When both tools claim to be the source of truth, neither of them is.

How the cost actually lands

I saw this play out repeatedly. An engineer picks up a JIRA ticket that references the spec. The agent runs, the task is done in 10 minutes. Then it hits code review – and the reviewer is expecting something different. Not because anyone made a mistake, but because the spec had been updated mid-sprint and the ticket wasn't touched.

What should have been a quick merge turns into hours of back and forth: which version is right, what does the spec actually say now, what did the agent build against.

That's the real cost. Not the build time. The untangling time.

There's a compounding problem on top of this: specs get bloated. Ours would sometimes include exact file paths, directory structures, implementation details that don't need to be there. The engineer – or the model – can figure out the file path. What they need is the intent. When you over-specify, you create a document that's both fragile and high-maintenance. Every refactor, every rename becomes a spec update. Every missed spec update is another divergence point with JIRA.

And when the spec is thousands of lines long, nobody is reviewing every line. You skim the relevant section, trust the rest is still accurate, and move on. Most of the time that's fine. Until it isn't.

On a small team without a PM, nobody's job is to close that loop. We get pulled into code reviews, meetings, the next story. The cascade of JIRA updates just doesn't happen. Not because anyone is being careless. Because there's always something more urgent.

What about just fixing JIRA?

Every developer complains about JIRA. I get it. But it's not going anywhere.

Leadership uses it. The velocity metrics, the burndown charts, the sprint reporting – that data flows upward and runs decisions. You can hate the tool and still recognize that. The answer isn't to abandon JIRA or work around it. It's to stop expecting it to be something it's not.

JIRA is a tracking layer, not a requirements layer. The moment you treat it as both, you've created a conflict with no clean resolution.

What actually helps

A few things made a real difference for us.

▸ **Extracted information**:
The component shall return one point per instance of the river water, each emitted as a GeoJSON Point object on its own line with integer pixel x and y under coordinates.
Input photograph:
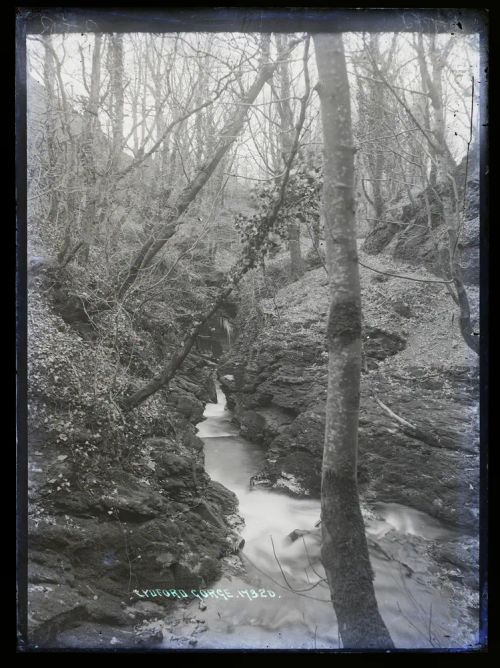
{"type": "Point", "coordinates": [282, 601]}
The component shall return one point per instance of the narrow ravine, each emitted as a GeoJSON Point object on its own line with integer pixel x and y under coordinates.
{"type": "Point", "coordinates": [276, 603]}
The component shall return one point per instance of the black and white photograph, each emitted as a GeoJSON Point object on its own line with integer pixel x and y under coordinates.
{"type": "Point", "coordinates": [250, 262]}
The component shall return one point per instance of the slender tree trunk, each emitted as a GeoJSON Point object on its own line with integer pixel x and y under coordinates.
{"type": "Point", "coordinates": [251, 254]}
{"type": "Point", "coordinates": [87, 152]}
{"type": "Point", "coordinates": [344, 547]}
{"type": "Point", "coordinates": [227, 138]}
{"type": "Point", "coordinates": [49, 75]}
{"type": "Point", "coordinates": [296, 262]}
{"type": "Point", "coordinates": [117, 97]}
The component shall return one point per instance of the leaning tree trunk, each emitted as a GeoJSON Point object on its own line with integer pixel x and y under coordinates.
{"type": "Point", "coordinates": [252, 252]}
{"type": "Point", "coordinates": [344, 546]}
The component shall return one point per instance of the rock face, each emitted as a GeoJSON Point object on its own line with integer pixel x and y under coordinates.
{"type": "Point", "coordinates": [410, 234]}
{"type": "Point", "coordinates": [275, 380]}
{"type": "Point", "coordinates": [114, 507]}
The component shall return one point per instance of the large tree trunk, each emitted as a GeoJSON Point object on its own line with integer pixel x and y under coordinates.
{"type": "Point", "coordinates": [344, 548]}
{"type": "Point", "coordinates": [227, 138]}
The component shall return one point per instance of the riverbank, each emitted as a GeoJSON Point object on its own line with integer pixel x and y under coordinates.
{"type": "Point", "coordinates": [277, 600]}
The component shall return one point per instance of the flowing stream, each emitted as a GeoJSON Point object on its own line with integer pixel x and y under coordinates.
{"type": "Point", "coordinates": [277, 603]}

▸ **Exercise tasks**:
1) In the text on specs and JIRA, how long does the agent take to finish the task in the code-review example?
2) Check each statement against the text on specs and JIRA and mark it yes or no, quoting the words that decide it: (a) The JIRA ticket was updated mid-sprint. (b) Leadership uses JIRA. (c) The recommended course is to abandon JIRA.
3) Reproduce the text on specs and JIRA word for word, from "What should have" to "The untangling time.".

▸ **Solutions by task**:
1) 10 minutes.

2)
(a) No: "the spec had been updated mid-sprint and the ticket wasn't touched."
(b) Yes: "Leadership uses it."
(c) No: "The answer isn't to abandon JIRA or work around it."

3)
What should have been a quick merge turns into hours of back and forth: which version is right, what does the spec actually say now, what did the agent build against.

That's the real cost. Not the build time. The untangling time.